» Object location annotation data:
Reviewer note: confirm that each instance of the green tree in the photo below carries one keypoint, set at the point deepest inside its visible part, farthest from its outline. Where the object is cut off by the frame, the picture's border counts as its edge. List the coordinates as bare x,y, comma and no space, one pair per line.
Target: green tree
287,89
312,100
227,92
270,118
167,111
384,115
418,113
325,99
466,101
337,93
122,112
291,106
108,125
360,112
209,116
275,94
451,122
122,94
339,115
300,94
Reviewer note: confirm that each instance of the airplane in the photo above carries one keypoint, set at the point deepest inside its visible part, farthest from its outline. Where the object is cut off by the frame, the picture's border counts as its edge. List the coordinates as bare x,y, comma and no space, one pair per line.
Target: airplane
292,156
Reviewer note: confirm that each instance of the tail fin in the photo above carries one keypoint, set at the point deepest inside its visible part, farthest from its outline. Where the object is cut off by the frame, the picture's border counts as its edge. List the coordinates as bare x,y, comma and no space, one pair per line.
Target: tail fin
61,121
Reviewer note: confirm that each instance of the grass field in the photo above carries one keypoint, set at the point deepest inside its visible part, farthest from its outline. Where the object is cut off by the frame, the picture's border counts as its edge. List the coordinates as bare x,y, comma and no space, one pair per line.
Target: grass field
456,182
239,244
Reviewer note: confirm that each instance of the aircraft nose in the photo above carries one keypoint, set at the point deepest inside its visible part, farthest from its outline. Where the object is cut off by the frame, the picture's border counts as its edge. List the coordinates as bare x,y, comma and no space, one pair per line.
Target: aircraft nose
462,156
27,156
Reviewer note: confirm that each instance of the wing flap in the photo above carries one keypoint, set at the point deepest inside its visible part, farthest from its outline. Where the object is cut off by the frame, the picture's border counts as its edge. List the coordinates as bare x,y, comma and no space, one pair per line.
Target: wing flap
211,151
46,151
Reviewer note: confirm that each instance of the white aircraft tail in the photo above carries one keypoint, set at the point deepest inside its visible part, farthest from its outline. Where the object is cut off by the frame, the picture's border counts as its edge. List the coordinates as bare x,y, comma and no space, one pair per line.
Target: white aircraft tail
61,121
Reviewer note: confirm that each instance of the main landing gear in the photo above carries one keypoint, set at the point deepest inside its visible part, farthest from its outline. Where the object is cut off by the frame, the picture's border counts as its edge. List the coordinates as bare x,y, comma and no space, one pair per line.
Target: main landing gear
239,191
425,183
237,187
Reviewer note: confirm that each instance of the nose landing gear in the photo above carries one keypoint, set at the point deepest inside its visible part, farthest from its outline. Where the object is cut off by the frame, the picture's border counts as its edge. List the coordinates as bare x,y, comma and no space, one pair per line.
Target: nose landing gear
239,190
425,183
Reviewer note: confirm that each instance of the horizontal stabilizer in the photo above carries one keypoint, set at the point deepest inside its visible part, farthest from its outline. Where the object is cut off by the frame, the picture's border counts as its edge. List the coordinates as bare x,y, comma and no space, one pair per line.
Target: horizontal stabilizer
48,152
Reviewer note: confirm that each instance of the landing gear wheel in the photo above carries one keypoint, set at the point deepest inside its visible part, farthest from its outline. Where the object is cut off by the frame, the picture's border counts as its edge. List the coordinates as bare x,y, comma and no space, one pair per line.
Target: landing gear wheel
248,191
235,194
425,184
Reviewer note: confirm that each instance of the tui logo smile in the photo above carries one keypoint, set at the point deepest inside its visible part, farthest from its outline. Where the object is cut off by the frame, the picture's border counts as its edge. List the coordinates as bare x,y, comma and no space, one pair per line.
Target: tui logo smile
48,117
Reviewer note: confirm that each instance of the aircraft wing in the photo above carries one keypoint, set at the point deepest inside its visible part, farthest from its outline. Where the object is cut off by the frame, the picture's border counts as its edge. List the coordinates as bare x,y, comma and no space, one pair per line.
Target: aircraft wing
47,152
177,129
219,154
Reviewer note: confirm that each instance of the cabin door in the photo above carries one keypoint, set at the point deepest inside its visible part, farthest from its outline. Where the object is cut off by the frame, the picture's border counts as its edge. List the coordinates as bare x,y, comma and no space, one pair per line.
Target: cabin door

» DIRECTIONS FOR THIS TASK: Render every line of the items above as a JSON list of strings, with one string per line and blank lines omitted.

» FULL RESPONSE:
[
  "Reviewer note: confirm that each instance of the green tree in the photo below carries one keypoint, set at the point deepest inside its visible part, farthest from its outline. Where the object is cut off by the frame, the picture's border counts as its edge. List the coordinates as bare x,y, comma and no space, one pair per line.",
  "Target: green tree",
  "287,89",
  "312,100",
  "227,92",
  "270,118",
  "167,111",
  "384,115",
  "418,113",
  "325,99",
  "466,101",
  "337,93",
  "122,112",
  "291,106",
  "108,125",
  "360,112",
  "209,116",
  "275,94",
  "451,122",
  "122,94",
  "339,115",
  "300,94",
  "Reviewer note: confirm that each instance of the airplane in the photo above carries one keypoint, set at the point deepest inside its visible part, farthest from its outline. Where the object is cut off by the frame, the picture's border counts as its edge. List the coordinates as bare x,y, comma and no space, one pair per line.",
  "Target: airplane",
  "292,156",
  "Reviewer note: confirm that each instance of the tail fin in the photo above carries one keypoint, set at the point deepest inside its visible part, farthest from its outline. Where the object is cut off by the frame, the picture's border counts as its edge. List the coordinates as bare x,y, comma and no space, one pair per line.",
  "Target: tail fin",
  "61,121",
  "Reviewer note: confirm that each instance of the grass field in the photo above carries one keypoint, set at the point deepest inside its visible part, farthest from its outline. Where the object is cut off by the frame, the picture's border counts as its edge. List the coordinates as bare x,y, comma and no space, one pair per line.",
  "Target: grass field",
  "456,182",
  "239,244",
  "Reviewer note: confirm that each instance of the aircraft nose in the photo above carries one keypoint, set at the point deepest inside its visible part, farthest from its outline. Where the object is cut off by the frame, the picture's border counts as its edge. List the coordinates as bare x,y, comma and no space, one pair per line.",
  "Target: aircraft nose",
  "462,156",
  "27,156",
  "Reviewer note: confirm that each instance of the wing flap in the photo above carries one keypoint, set at the point deepest inside its visible part, farthest from its outline. Where the object is cut off by the frame, the picture's border counts as its edge. List the coordinates as bare x,y, comma and no space, one pair per line.",
  "Target: wing flap",
  "211,151",
  "46,151",
  "Reviewer note: confirm that each instance of the white aircraft tail in the photo above carries one keypoint, set at the point deepest inside its visible part, farthest from its outline. Where the object is cut off by the frame, the picture's border counts as its edge. List the coordinates as bare x,y, comma and no space, one pair per line.",
  "Target: white aircraft tail",
  "61,121",
  "Reviewer note: confirm that each instance of the main landing gear in the photo above carries one keypoint, set at the point deepest inside its visible part, farthest from its outline. Where the object is cut off by the frame, the picture's border counts as its edge. List the coordinates as bare x,y, comma and no space, one pair per line.",
  "Target: main landing gear",
  "239,191",
  "425,183",
  "237,187",
  "Reviewer note: confirm that each instance of the nose landing gear in the photo above carries one keypoint, set at the point deepest inside its visible part, farthest from its outline. Where the object is cut off by the frame, the picture's border counts as its edge. List the coordinates as bare x,y, comma and no space, one pair per line.",
  "Target: nose landing gear",
  "239,190",
  "425,183",
  "Reviewer note: confirm that each instance of the horizontal stabilizer in the photo above carries one keypoint, set at the point deepest inside its visible part, farthest from its outline. Where the object is cut off by the frame, the picture's border counts as its edge. List the coordinates as bare x,y, comma and no space, one pair per line.",
  "Target: horizontal stabilizer",
  "48,152",
  "Reviewer note: confirm that each instance of the landing gear wheel in the photo above carries one keypoint, set at the point deepest inside its visible part, farthest from its outline. Where the object is cut off by the frame, the picture's border counts as its edge. List the coordinates as bare x,y, comma and no space, one pair per line.",
  "Target: landing gear wheel",
  "248,191",
  "235,194",
  "425,184",
  "Reviewer note: confirm that each instance of the tui logo smile in the photo above carries one keypoint, set at the point deepest inside its visible part, farthest from its outline. Where the object is cut off by the frame, the picture's border counts as its edge. List the coordinates as bare x,y, comma and no space, one pair per line.",
  "Target: tui logo smile",
  "48,117",
  "Reviewer note: confirm that each instance of the aircraft wing in the photo above carries one keypoint, set at the point deepest inside its visible part, farthest from its outline. Where the object is cut off by the frame, the picture's border counts as its edge. List the coordinates as bare x,y, comma and no space, one pair per line.",
  "Target: aircraft wing",
  "47,152",
  "177,129",
  "219,154",
  "Reviewer note: confirm that each instance of the cabin door in the photo above carries one keypoint, set at the point deepest inside its visible part, farthest from its outline. Where the object is cut off by the frame, the picture's border counts as its edge. List the coordinates as bare x,y, comma and no space, one pair per line.",
  "Target: cabin door"
]